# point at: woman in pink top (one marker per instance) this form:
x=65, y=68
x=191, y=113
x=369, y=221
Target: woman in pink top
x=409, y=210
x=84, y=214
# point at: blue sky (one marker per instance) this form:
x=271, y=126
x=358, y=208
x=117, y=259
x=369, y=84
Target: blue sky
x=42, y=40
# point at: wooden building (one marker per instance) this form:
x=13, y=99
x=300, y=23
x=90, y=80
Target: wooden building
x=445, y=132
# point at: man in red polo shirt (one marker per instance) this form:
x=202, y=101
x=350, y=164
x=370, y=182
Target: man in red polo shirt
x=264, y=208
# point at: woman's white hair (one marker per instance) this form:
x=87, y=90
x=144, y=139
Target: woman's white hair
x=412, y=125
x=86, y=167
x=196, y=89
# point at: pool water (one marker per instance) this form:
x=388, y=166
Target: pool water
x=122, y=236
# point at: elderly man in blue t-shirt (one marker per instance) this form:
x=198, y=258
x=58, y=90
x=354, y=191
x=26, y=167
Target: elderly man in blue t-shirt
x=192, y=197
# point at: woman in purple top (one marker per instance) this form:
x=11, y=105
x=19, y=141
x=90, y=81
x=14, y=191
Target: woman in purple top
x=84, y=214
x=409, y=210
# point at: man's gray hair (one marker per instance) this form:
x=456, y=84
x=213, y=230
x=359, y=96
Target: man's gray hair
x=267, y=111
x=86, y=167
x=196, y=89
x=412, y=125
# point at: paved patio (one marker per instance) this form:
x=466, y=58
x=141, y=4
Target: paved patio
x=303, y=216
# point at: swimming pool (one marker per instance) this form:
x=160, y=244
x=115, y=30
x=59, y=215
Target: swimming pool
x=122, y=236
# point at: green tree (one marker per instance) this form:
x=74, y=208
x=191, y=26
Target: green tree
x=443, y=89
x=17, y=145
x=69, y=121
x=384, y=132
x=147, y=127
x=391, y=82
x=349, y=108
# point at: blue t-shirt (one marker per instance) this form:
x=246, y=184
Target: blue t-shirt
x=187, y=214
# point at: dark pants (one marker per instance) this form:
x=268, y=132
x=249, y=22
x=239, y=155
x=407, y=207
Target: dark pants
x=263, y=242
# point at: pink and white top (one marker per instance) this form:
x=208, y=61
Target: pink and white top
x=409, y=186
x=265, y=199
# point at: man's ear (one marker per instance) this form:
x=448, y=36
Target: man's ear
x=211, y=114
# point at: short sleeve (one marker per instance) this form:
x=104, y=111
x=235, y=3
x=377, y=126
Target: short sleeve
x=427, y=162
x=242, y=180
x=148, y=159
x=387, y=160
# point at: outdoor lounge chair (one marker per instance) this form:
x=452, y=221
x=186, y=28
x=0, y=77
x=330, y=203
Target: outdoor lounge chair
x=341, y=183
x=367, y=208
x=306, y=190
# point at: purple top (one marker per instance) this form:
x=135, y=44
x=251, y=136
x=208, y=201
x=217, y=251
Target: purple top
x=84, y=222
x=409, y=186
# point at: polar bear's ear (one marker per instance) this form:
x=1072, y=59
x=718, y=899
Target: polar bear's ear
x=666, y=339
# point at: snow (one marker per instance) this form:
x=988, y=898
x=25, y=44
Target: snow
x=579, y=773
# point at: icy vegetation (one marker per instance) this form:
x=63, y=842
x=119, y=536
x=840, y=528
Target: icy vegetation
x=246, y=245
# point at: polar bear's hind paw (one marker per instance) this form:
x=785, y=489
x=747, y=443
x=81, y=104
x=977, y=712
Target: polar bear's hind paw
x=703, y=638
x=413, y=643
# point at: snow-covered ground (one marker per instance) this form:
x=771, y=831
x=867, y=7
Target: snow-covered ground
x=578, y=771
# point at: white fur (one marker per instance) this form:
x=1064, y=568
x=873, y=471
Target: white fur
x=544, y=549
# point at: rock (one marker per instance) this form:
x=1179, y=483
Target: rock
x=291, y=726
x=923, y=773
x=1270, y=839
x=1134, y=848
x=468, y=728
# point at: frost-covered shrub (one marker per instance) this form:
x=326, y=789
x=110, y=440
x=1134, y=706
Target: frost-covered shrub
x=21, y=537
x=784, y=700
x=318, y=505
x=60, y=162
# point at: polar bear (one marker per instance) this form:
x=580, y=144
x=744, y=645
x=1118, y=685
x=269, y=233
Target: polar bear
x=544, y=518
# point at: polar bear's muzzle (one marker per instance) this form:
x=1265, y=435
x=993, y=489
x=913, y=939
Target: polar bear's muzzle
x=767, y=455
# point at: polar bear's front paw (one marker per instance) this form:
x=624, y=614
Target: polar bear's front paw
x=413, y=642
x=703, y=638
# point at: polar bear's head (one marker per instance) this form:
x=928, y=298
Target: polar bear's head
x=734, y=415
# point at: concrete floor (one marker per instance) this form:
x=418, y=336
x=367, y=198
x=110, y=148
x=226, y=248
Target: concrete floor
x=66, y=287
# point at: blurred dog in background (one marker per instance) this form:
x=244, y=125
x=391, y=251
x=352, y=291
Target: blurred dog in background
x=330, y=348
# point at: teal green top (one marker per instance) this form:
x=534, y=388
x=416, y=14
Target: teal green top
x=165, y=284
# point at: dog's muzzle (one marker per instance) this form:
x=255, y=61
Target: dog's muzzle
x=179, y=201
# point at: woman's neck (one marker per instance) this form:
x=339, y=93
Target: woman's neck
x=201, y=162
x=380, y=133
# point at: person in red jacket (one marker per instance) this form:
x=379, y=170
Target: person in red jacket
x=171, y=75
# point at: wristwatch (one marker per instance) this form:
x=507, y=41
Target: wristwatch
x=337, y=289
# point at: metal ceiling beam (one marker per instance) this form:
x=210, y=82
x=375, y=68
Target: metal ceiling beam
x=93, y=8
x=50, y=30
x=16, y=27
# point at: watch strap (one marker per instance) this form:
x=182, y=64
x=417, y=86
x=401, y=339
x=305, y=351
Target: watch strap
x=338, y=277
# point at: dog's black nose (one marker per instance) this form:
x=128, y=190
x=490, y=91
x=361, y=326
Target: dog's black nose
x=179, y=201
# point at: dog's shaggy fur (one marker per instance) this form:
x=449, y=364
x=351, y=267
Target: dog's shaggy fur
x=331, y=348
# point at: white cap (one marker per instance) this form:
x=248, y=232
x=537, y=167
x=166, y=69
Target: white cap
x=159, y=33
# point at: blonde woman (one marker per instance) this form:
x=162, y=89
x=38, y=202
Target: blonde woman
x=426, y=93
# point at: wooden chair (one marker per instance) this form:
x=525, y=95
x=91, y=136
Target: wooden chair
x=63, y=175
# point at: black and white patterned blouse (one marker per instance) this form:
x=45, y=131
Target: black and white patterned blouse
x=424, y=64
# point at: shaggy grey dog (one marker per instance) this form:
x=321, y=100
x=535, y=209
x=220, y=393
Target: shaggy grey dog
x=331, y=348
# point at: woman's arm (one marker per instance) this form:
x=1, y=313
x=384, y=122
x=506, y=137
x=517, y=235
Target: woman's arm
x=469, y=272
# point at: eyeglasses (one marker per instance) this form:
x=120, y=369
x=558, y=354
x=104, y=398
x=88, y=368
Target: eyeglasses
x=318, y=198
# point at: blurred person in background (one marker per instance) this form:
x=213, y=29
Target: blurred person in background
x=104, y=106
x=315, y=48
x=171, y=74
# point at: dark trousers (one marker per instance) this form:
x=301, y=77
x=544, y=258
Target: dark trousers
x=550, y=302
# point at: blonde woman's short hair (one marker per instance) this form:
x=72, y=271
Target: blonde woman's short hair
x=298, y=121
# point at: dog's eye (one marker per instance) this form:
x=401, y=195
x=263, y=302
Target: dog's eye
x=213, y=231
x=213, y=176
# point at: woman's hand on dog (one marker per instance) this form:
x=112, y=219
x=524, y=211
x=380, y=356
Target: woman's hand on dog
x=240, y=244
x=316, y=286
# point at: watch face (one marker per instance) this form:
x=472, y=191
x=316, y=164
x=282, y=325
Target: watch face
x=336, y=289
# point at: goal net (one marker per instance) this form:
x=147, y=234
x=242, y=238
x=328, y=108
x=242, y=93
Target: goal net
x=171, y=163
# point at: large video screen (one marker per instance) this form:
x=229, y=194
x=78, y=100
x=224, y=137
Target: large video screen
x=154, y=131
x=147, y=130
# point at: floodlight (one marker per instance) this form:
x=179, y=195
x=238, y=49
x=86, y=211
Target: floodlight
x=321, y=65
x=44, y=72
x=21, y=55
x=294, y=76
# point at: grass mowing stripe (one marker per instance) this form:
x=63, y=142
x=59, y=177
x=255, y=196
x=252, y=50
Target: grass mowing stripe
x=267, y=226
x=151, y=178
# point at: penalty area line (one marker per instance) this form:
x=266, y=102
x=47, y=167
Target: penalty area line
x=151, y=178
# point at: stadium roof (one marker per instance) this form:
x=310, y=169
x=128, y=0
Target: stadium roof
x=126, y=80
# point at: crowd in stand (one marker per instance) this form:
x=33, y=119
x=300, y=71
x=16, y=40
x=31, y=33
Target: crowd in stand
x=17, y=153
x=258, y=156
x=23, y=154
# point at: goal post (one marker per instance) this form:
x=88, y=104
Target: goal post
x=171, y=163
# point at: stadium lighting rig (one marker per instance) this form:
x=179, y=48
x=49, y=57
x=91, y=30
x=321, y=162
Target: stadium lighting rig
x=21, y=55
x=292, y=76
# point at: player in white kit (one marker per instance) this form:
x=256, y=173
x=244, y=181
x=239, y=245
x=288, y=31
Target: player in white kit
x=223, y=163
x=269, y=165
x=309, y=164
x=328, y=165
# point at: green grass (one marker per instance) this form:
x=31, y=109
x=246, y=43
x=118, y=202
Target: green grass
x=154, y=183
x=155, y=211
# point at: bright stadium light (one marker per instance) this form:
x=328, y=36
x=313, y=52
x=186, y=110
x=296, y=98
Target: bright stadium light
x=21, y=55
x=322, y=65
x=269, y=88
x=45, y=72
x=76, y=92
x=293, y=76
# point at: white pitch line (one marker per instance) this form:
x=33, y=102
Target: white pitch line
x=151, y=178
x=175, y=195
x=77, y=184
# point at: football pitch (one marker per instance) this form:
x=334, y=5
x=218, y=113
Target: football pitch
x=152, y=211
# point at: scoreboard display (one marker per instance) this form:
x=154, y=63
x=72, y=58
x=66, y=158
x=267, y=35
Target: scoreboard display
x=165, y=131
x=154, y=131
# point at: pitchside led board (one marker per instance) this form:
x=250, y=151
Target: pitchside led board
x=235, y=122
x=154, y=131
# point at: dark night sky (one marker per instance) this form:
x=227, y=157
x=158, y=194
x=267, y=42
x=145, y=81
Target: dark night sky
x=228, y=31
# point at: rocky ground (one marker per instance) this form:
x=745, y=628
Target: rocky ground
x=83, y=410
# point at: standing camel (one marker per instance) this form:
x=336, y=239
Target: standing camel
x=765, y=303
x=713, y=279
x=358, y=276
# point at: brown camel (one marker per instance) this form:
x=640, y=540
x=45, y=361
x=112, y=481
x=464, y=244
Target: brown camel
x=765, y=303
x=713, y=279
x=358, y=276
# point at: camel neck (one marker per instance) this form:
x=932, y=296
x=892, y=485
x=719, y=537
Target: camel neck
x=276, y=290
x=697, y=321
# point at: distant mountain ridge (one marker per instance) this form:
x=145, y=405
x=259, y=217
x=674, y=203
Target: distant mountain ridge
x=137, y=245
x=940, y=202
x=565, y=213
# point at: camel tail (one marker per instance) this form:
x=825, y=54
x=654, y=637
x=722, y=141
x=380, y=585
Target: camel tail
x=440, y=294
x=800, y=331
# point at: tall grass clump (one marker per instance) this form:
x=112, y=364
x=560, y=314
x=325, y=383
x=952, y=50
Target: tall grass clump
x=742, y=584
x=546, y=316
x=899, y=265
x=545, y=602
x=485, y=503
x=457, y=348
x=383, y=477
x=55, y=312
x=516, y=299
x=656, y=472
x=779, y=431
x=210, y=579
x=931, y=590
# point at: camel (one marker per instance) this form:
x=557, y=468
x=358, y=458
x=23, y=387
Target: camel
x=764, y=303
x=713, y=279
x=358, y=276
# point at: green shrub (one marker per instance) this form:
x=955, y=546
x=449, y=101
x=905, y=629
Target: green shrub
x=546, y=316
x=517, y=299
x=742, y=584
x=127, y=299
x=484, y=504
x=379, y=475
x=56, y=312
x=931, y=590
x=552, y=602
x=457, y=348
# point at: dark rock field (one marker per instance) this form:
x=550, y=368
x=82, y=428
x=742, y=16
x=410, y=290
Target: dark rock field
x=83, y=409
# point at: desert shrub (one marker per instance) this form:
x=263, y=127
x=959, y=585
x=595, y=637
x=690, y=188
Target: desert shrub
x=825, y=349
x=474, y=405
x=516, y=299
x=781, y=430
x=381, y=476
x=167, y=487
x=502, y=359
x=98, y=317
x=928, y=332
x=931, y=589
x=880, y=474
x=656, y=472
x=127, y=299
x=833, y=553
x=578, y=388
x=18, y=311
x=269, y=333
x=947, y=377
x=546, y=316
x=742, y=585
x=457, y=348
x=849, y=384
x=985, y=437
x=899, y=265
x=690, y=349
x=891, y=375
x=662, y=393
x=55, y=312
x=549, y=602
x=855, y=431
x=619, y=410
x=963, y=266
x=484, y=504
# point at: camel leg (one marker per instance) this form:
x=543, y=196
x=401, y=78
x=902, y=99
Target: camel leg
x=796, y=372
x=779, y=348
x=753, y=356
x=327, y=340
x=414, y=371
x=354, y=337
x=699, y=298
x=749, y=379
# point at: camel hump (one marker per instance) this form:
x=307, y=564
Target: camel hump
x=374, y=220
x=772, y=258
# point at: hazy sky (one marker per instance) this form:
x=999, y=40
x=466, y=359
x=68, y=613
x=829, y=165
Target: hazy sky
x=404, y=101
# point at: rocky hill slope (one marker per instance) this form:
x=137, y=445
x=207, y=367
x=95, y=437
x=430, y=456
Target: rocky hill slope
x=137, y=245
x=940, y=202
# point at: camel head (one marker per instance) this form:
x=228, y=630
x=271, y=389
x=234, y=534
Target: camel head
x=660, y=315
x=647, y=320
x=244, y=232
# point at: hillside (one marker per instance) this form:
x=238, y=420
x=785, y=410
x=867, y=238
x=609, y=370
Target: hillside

* **Aim**
Rescale everything from the line containing "# point at: green shrub" down to the line containing "x=83, y=409", both ends included, by writing out all of those lines and nothing more. Multiply each answer coordinate by 1.65 and round it to a whole number, with halves going up, but leave every other line as it is, including the sample coordinates.

* **Task result**
# point at: green shrub (one marker per instance) this form:
x=955, y=546
x=449, y=101
x=905, y=629
Target: green shrub
x=901, y=521
x=853, y=493
x=1224, y=964
x=210, y=493
x=799, y=832
x=625, y=784
x=92, y=515
x=1536, y=974
x=911, y=993
x=754, y=574
# point at: dark rock field (one marker per instance) this form:
x=550, y=368
x=82, y=428
x=742, y=16
x=410, y=290
Target: dark rock field
x=137, y=675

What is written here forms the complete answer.